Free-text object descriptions

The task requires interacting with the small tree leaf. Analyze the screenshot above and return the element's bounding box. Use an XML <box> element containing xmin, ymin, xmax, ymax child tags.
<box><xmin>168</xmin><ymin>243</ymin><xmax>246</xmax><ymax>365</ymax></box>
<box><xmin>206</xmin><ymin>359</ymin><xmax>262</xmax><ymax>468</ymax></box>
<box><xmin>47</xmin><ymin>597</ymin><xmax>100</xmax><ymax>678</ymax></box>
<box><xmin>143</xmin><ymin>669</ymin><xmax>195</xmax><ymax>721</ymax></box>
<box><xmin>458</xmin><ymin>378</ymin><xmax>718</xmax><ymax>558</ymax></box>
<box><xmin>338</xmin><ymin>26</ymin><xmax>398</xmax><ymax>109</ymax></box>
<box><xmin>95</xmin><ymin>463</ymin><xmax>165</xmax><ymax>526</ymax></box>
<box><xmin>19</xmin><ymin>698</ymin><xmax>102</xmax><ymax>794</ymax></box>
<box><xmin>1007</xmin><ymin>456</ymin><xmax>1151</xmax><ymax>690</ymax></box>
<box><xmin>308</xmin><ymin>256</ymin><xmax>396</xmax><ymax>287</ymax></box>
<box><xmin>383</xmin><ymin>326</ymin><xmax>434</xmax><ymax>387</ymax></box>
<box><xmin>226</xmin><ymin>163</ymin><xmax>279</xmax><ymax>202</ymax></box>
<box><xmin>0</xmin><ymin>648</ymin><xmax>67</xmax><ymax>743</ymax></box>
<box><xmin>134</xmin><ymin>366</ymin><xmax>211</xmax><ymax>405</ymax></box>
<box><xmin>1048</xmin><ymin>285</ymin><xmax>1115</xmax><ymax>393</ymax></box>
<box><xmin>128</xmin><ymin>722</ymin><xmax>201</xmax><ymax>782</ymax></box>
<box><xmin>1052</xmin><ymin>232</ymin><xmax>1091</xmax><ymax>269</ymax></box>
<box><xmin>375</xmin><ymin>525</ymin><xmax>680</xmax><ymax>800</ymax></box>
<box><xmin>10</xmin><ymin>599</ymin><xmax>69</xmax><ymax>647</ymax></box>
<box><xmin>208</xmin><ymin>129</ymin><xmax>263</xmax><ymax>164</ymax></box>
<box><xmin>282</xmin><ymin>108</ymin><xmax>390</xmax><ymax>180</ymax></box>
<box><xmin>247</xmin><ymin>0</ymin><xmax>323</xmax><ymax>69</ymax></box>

■ **Problem statement**:
Your job here is to copy the entries above exactly.

■ **Expected answer**:
The task requires interacting with the small tree leaf. Analyze the screenshot above and return the element's bounding box. Use an XML <box> element containing xmin, ymin, xmax, ymax child tags.
<box><xmin>168</xmin><ymin>243</ymin><xmax>246</xmax><ymax>365</ymax></box>
<box><xmin>206</xmin><ymin>359</ymin><xmax>262</xmax><ymax>468</ymax></box>
<box><xmin>47</xmin><ymin>597</ymin><xmax>100</xmax><ymax>678</ymax></box>
<box><xmin>143</xmin><ymin>669</ymin><xmax>195</xmax><ymax>721</ymax></box>
<box><xmin>458</xmin><ymin>378</ymin><xmax>718</xmax><ymax>558</ymax></box>
<box><xmin>338</xmin><ymin>26</ymin><xmax>398</xmax><ymax>109</ymax></box>
<box><xmin>95</xmin><ymin>463</ymin><xmax>165</xmax><ymax>526</ymax></box>
<box><xmin>19</xmin><ymin>698</ymin><xmax>102</xmax><ymax>794</ymax></box>
<box><xmin>1007</xmin><ymin>456</ymin><xmax>1151</xmax><ymax>690</ymax></box>
<box><xmin>308</xmin><ymin>256</ymin><xmax>396</xmax><ymax>287</ymax></box>
<box><xmin>383</xmin><ymin>326</ymin><xmax>434</xmax><ymax>387</ymax></box>
<box><xmin>226</xmin><ymin>163</ymin><xmax>279</xmax><ymax>202</ymax></box>
<box><xmin>0</xmin><ymin>648</ymin><xmax>67</xmax><ymax>743</ymax></box>
<box><xmin>134</xmin><ymin>366</ymin><xmax>211</xmax><ymax>405</ymax></box>
<box><xmin>1048</xmin><ymin>285</ymin><xmax>1115</xmax><ymax>393</ymax></box>
<box><xmin>128</xmin><ymin>722</ymin><xmax>201</xmax><ymax>782</ymax></box>
<box><xmin>1052</xmin><ymin>232</ymin><xmax>1091</xmax><ymax>269</ymax></box>
<box><xmin>375</xmin><ymin>525</ymin><xmax>680</xmax><ymax>800</ymax></box>
<box><xmin>10</xmin><ymin>599</ymin><xmax>69</xmax><ymax>647</ymax></box>
<box><xmin>208</xmin><ymin>129</ymin><xmax>263</xmax><ymax>164</ymax></box>
<box><xmin>282</xmin><ymin>108</ymin><xmax>390</xmax><ymax>180</ymax></box>
<box><xmin>247</xmin><ymin>0</ymin><xmax>323</xmax><ymax>69</ymax></box>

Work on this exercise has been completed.